◆ Passage shown

========

Item 1. Security and Issuer

This Statement on Schedule 13D (“Schedule 13D”) relates to the shares of common stock, par value $0.001 per share (the “Common Stock ” or “Shares ”) of HC2 Holdings, Inc., a Delaware corporation (the “ Company ” or the “ Issuer ”), whose principal executive offices are located at 450 Park Avenue, 30th Floor, New York, NY 10022.

Item 2. Identity and Background

(a) This Schedule 13D is being filed by (i) Percy Rockdale LLC, a Michigan limited liability company (“Percy Rockdale”), (ii) Rio Royal LLC, a Michigan limited liability company (“Rio Royal”), (iii) MG Capital Management, Ltd., a Cayman Islands company limited by shares (“MG Capital Management”), and (iv) Michael Gorzynski, a natural person, (“Mr. Gorzynski,” and, together with Percy Rockdale, Rio Royal and MG Capital Management, the “Reporting Persons”).

(b) The principal business address for each of Percy Rockdale, Rio Royal and Mr. Gorzynski is 595 Madison Avenue, 29th Floor, New York, NY 10022. The principal business address of MG Capital Management is c/o Trident Trust Company (Cayman) Limited, Fourth Floor, One Capital Place, P.O. Box 847, Grand Cayman, KY1-1103, Cayman Islands.

(c) Percy Rockdale and Rio Royal each hold the shares of Common Stock of the Issuer that are the subject of this statement. The principal business of each of Percy Rockdale and Rio Royal is to invest in securities. The principal business of MG Capital Management is to serve as an investment holding company. Mr. Gorzynski’s principal occupation is investing, and directing the investment of, assets, including by serving as the sole Manager of Percy Rockdale and the sole Director of MG Capital Management. As a result of the foregoing relationships, (i) MG Capital Management may be deemed to beneficially own the Shares held by Rio Royal and (ii) Mr. Gorzynski may be deemed to beneficially own the Shares held by each of Percy Rockdale and Rio Royal.

(d) - (e) During the last five years, none of the Reporting Persons have been: (i) convicted in a criminal proceeding (excluding traffic violations or similar misdemeanors); or (ii) a party to a civil proceeding of a judicial or administrative body of competent jurisdiction and as a result of such proceeding was or is subject to a judgment, decree or final order enjoining future violations of, or prohibiting or mandating activities subject to, federal or state securities laws or finding any violation with respect to such laws.

(f) Percy Rockdale and Rio Royal are each Michigan limited liability companies. MG Capital Management is a Cayman Islands company limited by shares. Mr. Gorzynski is a citizen of the United States of America.

Item 3.
Source and Amount of Funds or Other Consideration

All of the Shares to which this Statement relates were purchased on behalf of the Reporting Person using the investment capital of the respective Reporting Person. The aggregate amount of funds used for the purchase of the securities reported herein was approximately $5,032,700.00, excluding commissions.

Item 4.
Purpose of the Transaction

The Reporting Person acquired the securities disclosed herein based on the Reporting Person’s belief that the securities, when acquired, were undervalued and represented an attractive investment opportunity.

On January 27, 2020, the Reporting Persons issued a letter to the Shareholders of the Issuer expressing their views on the Issuer’s poor management and the Issuer’s underperformance (the “Shareholder Letter”). The foregoing is qualified in its entirety by reference to the Shareholder Letter, the body of which is incorporated herein and attached hereto as Exhibit 99.1.

========

◆ The task
According to the Schedule 13D excerpt, why did the Reporting Person acquire the securities it discloses? Answer in one to three sentences. The records that follow were drawn from a separate source and are unrelated to the filing above.

(Object location annotation records)
========

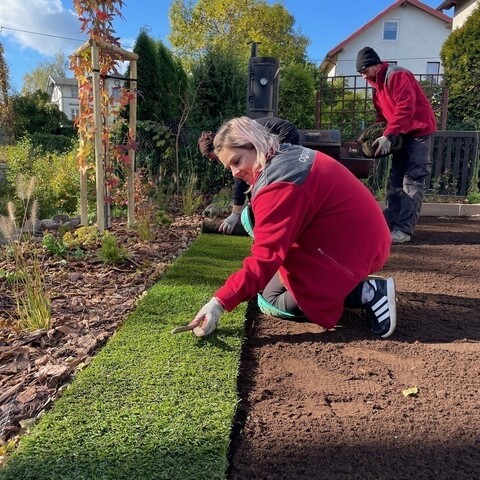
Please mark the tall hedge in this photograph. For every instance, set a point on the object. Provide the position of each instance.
(460, 55)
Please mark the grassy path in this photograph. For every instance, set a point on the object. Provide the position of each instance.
(152, 405)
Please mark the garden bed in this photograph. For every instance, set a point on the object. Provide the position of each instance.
(335, 404)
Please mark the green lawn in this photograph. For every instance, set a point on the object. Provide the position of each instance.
(152, 405)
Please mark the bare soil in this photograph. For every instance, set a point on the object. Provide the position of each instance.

========

◆ Correct response
The Reporting Person acquired the securities because it believed that, when acquired, they were undervalued. It also regarded them as an attractive investment opportunity.